··· Exercise material

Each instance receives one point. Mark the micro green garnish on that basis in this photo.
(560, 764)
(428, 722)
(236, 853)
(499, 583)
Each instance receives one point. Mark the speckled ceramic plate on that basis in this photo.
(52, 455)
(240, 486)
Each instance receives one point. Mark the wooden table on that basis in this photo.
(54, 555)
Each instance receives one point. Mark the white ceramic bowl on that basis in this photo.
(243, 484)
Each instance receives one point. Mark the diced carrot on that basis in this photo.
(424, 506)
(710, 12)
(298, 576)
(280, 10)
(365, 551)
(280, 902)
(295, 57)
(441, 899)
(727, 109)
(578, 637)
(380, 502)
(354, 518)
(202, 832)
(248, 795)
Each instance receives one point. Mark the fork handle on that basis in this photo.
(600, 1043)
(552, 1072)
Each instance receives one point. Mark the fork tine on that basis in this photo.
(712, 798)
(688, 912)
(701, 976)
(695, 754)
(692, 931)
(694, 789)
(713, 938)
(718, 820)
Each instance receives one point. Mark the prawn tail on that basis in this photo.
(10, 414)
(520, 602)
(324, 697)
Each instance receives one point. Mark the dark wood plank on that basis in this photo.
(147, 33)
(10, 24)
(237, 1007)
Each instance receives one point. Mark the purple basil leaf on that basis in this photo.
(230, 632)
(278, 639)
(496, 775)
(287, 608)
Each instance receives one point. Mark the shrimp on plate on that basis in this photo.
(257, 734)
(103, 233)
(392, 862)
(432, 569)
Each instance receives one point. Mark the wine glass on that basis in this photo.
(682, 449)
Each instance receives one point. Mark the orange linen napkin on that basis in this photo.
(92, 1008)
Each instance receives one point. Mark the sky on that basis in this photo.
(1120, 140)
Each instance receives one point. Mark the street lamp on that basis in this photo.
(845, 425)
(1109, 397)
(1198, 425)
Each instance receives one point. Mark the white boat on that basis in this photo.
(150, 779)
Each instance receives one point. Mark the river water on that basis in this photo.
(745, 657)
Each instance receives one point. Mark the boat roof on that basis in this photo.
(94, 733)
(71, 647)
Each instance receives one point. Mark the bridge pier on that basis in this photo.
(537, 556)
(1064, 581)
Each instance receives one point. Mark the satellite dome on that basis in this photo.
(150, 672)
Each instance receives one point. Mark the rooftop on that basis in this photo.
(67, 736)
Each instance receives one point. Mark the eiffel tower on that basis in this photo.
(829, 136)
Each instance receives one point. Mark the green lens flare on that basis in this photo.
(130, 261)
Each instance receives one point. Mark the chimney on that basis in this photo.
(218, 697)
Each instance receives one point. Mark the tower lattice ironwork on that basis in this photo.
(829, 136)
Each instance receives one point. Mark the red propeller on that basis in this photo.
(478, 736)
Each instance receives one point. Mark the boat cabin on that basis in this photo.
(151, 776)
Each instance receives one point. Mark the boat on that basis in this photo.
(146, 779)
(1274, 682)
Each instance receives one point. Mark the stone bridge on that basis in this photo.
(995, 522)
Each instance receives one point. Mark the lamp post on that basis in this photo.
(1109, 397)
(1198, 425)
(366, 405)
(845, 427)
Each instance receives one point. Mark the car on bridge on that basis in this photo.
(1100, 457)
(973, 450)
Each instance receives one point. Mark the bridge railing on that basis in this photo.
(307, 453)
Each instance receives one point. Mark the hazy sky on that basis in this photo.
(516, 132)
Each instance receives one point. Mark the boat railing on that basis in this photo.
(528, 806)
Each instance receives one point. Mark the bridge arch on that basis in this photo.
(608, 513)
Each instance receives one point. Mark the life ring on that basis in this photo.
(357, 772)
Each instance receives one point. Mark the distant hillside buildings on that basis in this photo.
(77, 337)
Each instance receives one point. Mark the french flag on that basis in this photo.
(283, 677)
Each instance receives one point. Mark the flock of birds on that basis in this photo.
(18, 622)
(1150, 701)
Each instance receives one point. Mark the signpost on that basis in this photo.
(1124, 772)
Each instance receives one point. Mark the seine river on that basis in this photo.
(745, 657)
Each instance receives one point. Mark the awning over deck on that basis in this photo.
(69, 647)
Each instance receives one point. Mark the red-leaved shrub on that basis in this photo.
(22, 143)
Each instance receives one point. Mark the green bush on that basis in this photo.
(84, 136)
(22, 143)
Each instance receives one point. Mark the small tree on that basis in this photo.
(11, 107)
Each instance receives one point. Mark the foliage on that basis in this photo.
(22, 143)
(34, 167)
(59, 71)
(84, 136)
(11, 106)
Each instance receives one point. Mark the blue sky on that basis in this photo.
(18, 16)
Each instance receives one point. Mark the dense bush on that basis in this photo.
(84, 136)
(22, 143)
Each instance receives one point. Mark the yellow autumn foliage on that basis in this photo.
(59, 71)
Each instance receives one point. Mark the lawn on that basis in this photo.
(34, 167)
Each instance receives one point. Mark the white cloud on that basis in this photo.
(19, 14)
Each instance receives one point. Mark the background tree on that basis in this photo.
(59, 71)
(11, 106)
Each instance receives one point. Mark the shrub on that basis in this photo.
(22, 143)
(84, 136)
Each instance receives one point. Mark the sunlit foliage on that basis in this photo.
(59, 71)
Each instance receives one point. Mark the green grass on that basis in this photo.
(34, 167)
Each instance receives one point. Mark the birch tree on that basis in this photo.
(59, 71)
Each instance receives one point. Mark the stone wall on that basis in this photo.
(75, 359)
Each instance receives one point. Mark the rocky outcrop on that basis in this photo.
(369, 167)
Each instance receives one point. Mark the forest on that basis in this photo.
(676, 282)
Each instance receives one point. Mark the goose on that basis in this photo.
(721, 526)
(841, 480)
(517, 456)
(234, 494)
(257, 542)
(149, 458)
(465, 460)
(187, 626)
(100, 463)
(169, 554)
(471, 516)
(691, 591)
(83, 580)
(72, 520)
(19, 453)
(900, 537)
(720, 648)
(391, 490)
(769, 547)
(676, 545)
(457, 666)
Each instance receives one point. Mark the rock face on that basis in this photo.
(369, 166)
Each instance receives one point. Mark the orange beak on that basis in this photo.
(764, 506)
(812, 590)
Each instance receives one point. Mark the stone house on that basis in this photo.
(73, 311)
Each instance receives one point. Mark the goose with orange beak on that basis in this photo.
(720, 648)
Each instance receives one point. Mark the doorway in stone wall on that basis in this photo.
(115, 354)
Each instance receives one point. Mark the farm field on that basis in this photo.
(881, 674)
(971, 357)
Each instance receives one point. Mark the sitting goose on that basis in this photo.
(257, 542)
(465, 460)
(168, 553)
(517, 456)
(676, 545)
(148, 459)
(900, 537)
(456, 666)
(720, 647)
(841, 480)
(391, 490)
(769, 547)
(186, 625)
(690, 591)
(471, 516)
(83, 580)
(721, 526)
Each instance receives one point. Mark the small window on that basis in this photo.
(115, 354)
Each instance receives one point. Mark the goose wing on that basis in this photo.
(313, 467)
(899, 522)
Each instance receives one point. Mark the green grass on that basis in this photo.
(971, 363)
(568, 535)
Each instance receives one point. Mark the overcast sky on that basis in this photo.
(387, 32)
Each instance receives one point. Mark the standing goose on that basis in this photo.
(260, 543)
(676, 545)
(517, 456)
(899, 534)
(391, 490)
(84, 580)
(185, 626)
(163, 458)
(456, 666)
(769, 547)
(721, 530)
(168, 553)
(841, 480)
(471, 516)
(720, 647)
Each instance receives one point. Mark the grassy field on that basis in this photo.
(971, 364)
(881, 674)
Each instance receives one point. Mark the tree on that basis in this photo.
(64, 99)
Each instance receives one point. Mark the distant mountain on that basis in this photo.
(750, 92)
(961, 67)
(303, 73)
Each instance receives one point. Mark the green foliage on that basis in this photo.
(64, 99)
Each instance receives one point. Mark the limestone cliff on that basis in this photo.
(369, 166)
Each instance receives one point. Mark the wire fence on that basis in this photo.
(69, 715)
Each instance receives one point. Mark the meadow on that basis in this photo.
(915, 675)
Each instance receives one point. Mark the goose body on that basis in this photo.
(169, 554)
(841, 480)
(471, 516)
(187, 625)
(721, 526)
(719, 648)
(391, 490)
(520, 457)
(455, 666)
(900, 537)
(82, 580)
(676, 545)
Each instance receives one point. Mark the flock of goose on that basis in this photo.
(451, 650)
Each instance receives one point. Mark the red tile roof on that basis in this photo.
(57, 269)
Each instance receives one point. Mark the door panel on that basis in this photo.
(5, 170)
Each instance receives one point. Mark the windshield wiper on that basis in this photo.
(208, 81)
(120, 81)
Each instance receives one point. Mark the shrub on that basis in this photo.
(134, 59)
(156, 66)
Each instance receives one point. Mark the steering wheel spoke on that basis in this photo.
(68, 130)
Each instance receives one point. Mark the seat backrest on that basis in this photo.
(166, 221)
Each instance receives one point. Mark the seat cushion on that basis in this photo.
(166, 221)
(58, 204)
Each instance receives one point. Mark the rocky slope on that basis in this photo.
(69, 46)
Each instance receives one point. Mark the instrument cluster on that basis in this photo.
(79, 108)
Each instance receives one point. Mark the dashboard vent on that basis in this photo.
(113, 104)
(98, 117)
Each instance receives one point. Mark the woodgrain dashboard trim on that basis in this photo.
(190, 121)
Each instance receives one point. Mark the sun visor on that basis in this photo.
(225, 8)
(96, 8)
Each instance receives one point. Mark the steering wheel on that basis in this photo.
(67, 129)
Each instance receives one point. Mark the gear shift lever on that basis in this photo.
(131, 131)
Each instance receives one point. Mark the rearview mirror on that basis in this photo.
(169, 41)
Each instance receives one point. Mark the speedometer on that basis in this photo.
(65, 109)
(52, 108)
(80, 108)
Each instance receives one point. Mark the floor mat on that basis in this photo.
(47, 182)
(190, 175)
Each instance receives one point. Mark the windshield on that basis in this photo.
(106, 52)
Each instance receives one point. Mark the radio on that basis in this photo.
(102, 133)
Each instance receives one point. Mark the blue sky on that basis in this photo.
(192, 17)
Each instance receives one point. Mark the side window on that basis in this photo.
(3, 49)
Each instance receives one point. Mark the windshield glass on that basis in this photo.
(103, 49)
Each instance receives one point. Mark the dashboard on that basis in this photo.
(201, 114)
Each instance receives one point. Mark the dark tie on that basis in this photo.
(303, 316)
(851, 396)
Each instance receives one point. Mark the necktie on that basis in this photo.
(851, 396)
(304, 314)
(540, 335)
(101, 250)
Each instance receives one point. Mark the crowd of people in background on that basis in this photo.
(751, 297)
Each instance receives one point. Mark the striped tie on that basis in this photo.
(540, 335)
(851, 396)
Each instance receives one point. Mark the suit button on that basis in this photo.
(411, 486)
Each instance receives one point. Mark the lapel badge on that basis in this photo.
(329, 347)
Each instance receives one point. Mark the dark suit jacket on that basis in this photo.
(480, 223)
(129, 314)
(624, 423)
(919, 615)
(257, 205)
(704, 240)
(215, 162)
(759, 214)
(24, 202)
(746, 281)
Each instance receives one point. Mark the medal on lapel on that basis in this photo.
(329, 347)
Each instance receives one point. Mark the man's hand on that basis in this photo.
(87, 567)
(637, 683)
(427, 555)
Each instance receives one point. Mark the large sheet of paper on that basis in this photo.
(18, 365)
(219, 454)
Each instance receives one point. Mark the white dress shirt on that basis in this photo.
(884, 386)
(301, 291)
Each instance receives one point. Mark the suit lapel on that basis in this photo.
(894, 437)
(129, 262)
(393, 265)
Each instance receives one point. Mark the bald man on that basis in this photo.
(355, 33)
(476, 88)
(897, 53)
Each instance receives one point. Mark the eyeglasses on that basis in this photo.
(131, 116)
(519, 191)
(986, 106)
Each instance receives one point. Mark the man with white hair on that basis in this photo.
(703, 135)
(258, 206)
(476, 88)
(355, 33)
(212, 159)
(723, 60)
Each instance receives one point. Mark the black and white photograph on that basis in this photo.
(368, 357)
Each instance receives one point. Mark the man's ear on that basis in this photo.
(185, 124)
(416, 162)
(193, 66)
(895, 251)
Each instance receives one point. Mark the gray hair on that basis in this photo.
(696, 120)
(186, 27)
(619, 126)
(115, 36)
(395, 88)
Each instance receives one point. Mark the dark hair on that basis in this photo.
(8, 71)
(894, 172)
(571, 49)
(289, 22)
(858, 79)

······

• Problem details
Set down, unchanged, the line that contains "Each instance receives one point. Mark the suit lapel" together with every later line in the records, through the last one.

• Output for this task
Each instance receives one point. Mark the suit lapel on that basis in this photo.
(894, 437)
(129, 262)
(393, 265)
Each instance receives one point. Mark the bald man on that basis in this photo.
(355, 33)
(476, 88)
(897, 53)
Each instance receives one point. Mark the eyeglasses on that basis in this photo.
(131, 116)
(519, 191)
(986, 106)
Each instance receives one point. Mark the man with white hair on that basis in this photo.
(703, 135)
(258, 206)
(476, 88)
(355, 33)
(212, 159)
(723, 60)
Each instance receives one point. Mark the black and white photograph on that basis in this photo.
(368, 357)
Each instance receives one point. Mark the man's ear on that basis in this photo.
(185, 124)
(416, 162)
(193, 66)
(895, 251)
Each instance receives one point. Mark the gray hair on that basis in this photo.
(696, 120)
(186, 27)
(619, 126)
(115, 36)
(395, 88)
Each instance receives one point. Mark the dark hair on that basis in this photo.
(8, 71)
(894, 172)
(571, 49)
(289, 22)
(858, 79)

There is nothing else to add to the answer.